### ABOUT THIS EXERCISE
Return the records exactly as they stand, and keep the pictures out of the copy.

### ENTRIES SUPPLIED

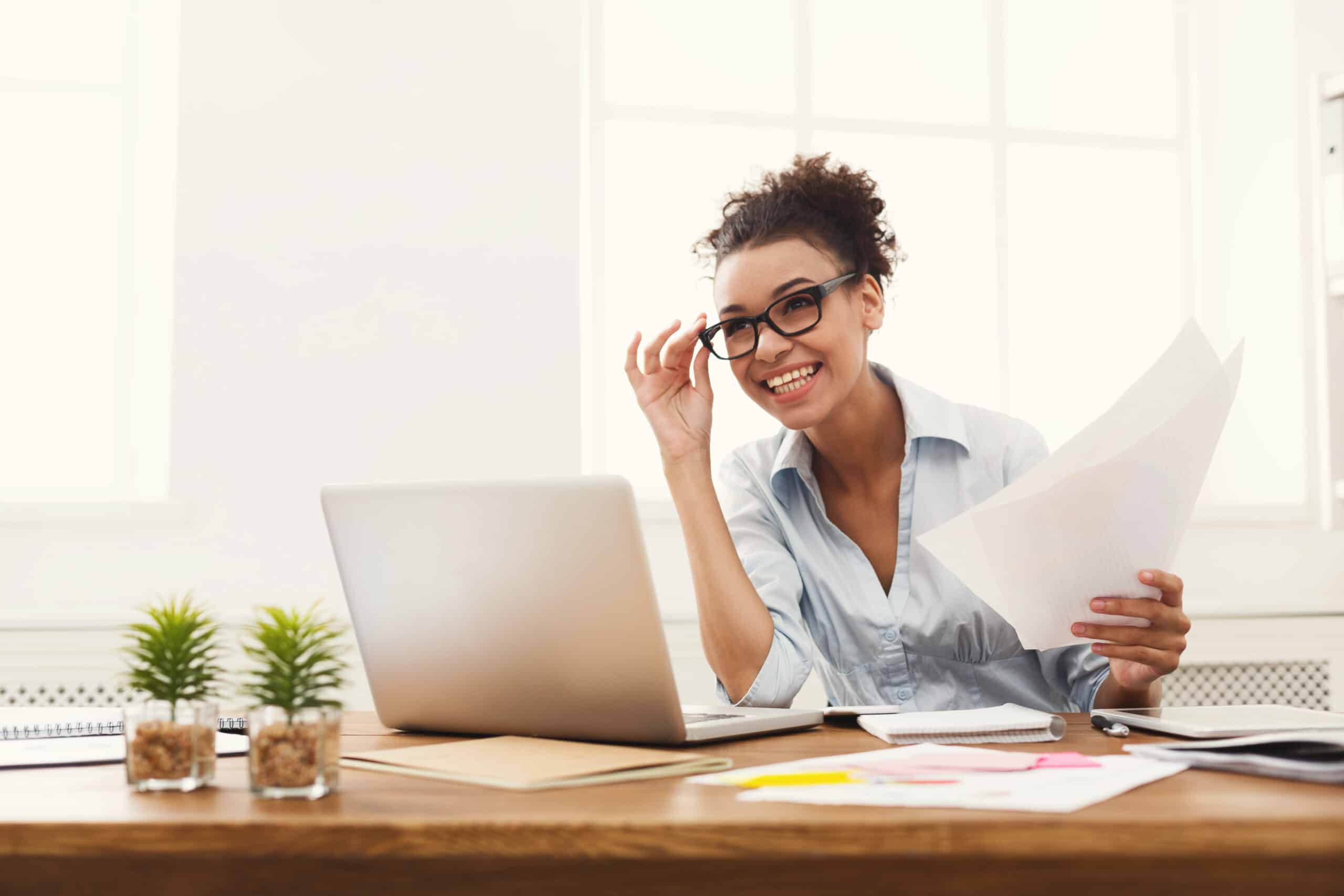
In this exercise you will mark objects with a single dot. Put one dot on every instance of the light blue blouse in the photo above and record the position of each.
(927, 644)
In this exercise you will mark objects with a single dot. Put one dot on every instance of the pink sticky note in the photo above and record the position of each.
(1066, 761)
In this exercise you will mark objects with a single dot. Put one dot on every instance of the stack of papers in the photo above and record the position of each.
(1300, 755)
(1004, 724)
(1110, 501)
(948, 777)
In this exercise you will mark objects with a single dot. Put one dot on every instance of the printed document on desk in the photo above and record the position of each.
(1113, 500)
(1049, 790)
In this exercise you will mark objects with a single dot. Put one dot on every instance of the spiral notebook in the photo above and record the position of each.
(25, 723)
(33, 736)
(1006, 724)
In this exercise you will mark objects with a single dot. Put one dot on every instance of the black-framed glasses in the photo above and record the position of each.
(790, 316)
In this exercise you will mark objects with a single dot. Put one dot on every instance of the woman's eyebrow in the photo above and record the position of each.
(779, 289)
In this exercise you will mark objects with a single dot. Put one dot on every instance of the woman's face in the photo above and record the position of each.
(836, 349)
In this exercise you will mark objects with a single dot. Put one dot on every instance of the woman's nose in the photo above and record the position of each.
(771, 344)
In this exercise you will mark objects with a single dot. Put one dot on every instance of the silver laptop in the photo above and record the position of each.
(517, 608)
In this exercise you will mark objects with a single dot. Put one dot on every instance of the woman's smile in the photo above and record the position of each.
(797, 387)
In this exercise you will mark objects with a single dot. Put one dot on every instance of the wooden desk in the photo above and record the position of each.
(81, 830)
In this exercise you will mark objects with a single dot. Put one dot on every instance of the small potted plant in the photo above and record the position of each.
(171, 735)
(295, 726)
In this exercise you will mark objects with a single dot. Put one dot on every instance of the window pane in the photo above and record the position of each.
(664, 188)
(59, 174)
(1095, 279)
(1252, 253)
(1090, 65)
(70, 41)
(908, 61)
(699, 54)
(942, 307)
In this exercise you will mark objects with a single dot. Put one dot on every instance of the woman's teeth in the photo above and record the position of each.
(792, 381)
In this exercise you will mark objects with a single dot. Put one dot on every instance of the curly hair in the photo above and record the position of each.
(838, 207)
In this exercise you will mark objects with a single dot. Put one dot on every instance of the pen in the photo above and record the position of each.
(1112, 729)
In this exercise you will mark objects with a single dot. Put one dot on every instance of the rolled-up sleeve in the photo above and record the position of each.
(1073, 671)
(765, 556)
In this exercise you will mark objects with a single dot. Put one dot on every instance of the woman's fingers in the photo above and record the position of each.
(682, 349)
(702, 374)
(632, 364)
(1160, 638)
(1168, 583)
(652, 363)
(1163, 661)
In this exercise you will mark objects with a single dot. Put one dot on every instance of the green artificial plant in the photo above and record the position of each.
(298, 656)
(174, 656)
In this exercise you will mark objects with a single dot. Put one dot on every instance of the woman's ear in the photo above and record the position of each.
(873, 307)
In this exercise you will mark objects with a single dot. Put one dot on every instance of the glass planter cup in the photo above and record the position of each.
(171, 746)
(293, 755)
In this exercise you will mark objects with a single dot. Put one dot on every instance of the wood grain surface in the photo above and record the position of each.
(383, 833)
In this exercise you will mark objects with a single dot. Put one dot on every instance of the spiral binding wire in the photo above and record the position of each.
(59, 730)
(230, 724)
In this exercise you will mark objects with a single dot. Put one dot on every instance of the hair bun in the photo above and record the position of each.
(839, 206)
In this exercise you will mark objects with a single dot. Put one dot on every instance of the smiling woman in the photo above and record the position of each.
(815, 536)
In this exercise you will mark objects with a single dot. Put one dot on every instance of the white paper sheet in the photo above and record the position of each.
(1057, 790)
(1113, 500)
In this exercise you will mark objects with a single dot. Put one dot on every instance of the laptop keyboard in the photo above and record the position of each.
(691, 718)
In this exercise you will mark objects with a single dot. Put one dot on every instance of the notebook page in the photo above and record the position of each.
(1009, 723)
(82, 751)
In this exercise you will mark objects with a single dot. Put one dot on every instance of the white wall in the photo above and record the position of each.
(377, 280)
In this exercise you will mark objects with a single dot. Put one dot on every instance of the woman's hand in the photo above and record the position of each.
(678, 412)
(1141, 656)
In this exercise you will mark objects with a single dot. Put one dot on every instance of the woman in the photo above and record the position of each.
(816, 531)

### ANSWER BELOW
In this exercise you will mark objects with a single dot. Put one dot on every instance of the light blue blouse in the photo above and record the position of each.
(927, 644)
In this exercise you will mark objects with a single dot. Put one dot on every instance of the pink sticky note in the photo above and record the position of each.
(1066, 761)
In this exercise you will mark objects with a single dot. Put one dot on every instance of the stack of papers in the photo above and record the position of each.
(1300, 755)
(1004, 724)
(1110, 501)
(948, 777)
In this exercise you will mark objects with a single dot. Put one dot on every instance of the printed document on desk in the photo above and record the position of each.
(1113, 500)
(1049, 790)
In this exercise you will mark objects with a single dot. Put one dot on every instance of the spiral notebook in the photo above and record the position of each.
(25, 723)
(33, 736)
(1006, 724)
In this exercise you will mark objects with a single dot. Put one dot on every instance of the black-framed glasses in the photo above and record the position of each.
(790, 316)
In this exercise you will mark objects with a single dot. Put one dot on every instance of the woman's eyebrow in the photo above and record the position of each.
(779, 289)
In this exercise you will mark objects with a single dot. Put one dot on every instance of the woman's face in the photo above and record the position of each.
(836, 349)
In this exercise you will mark objects with a single dot. Put one dot on every instance of the woman's nose in the photo above and record the position of each.
(771, 344)
In this exercise you will mark objects with a single dot. Put one dot on every instance of the silver laptop in the photo above and record the position of each.
(517, 608)
In this exercise you will mark objects with a single dot. Put one dot on every instance of the woman's smile in the photo above and record the position of each.
(797, 387)
In this exercise you will mark objects with a single dot. Put one dot on every instance of the wooden desk in the photo above and record the position of each.
(81, 830)
In this exercise you will mark objects with a single dot. Put one dot on every instance of the small potted plant in the photo above and record the position of each.
(171, 735)
(295, 726)
In this exercise you will mark objects with a single dot. Put one dot on every instance of the window pane in the photo above and record the position of each.
(664, 188)
(59, 174)
(1095, 279)
(1252, 253)
(1090, 65)
(70, 41)
(908, 61)
(699, 54)
(942, 307)
In this exercise you will mark objects with a single dot. Put one dot on every instance of the woman's teeth in the photo above and record the position of each.
(792, 381)
In this exercise you will mark objects with a single dot. Put one dot on every instance of the curly hair in the photo above and record the position of each.
(838, 207)
In this exercise you will mark objects with a single dot. Put one dot on every instance of the pen in the photo above and record the position of each.
(1112, 729)
In this exercise you will mark objects with a single dot. Put one dot on every instance of the rolled-up sleeve in the photo above and record the position of each.
(1073, 671)
(765, 556)
In this exercise you will mark objects with a single dot. Put one dot on every instance of the woman's fingers in the photo above and record the position of each.
(682, 349)
(702, 374)
(632, 364)
(1160, 638)
(1168, 583)
(652, 363)
(1163, 661)
In this exercise you will mark objects with a single dot. Put one dot on every instance of the green artificial plant in the photo above and record the position of each.
(298, 656)
(174, 656)
In this exercise you will mark objects with a single dot. Put one dot on every instance of the woman's ear in the photo above and record the position of each.
(873, 307)
In this exercise you will mark objects with a single dot. Put one dot on every instance of the glass planter cup in the photo above and record the position of each.
(171, 746)
(293, 755)
In this exercise you will mark objects with a single dot. Put one dot on every instance of the wood grain surface in the photo above and record the position of each.
(383, 833)
In this exercise you will mark objects with a single dot. Put one dot on every instance of the spiral binding wire in the photo above and record the position of each.
(59, 730)
(230, 724)
In this exercise you will mark objects with a single dot. Put one dot on every instance of the hair bun in the photo above and record the position of each.
(839, 206)
In this exercise you will mark objects with a single dot. Put one dot on every instance of the smiling woman in the photo above and record the position of each.
(815, 536)
In this exercise you will mark objects with a single dot. Put one dot on every instance of the white paper sheet in the photo above and record the position of each.
(1057, 790)
(1113, 500)
In this exercise you will mark objects with a single dot. Put one dot on every instance of the laptop keyboard in the photo above and record the position of each.
(691, 718)
In this exercise you will mark objects with a single dot. Put one dot on every instance of the notebook page in the photo above and record the position of each.
(1009, 723)
(82, 751)
In this exercise you will mark objects with a single dot. Put one dot on every instance of the white wall in the photo above and record the position of each.
(377, 280)
In this exercise you will mark objects with a single dot. Put one dot on every instance of the woman's hand in the photo above and record the position of each.
(678, 412)
(1141, 656)
In this exercise you will mark objects with a single dot. Put one dot on every instance of the woman in the photo above and record the position of each.
(816, 531)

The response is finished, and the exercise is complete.